Pick every line out of the entries below that holds the string "Batch", and report them.

————

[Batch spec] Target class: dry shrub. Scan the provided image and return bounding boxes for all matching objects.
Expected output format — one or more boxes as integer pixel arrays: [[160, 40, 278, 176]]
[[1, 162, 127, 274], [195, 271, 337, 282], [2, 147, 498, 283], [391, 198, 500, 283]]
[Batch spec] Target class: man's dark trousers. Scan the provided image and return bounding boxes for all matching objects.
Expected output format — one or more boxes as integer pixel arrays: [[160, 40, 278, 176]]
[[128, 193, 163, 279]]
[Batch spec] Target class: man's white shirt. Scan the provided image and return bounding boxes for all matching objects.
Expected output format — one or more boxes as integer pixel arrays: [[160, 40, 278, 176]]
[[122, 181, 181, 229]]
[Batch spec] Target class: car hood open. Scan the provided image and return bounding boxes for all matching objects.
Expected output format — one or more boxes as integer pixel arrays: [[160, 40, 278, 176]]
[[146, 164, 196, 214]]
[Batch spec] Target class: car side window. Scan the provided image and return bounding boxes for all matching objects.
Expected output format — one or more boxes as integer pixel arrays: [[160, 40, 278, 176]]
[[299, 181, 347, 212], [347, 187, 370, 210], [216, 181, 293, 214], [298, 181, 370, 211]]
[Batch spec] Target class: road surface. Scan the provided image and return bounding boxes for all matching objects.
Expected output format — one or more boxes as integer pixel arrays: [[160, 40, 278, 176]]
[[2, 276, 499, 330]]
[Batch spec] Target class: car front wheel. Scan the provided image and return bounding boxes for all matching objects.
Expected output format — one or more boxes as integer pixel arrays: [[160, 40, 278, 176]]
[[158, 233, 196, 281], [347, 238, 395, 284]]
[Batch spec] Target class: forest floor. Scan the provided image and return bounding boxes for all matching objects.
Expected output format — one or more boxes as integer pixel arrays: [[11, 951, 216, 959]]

————

**Task result:**
[Batch spec] Target class: dry shrub. Scan the provided image and return bounding boxes for all matching objects.
[Batch spec] Target class: man's dark trousers. Scan the provided image and return bounding boxes for all matching objects.
[Batch spec] Target class: man's white shirt. Scan the provided image and return bounding boxes for all matching objects.
[Batch spec] Target class: car hood open. Scan the provided image and return bounding boxes for all matching objects.
[Batch spec] Target class: car side window. Scan the provided image and return bounding boxes for all matching objects.
[Batch spec] Target class: road surface. Scan the provided image and return bounding boxes for all matching objects.
[Batch spec] Target class: car front wheel. Scan the provided image and return bounding boxes for all matching objects.
[Batch spec] Target class: forest floor. Scan the provided image and return bounding boxes for all matching objects.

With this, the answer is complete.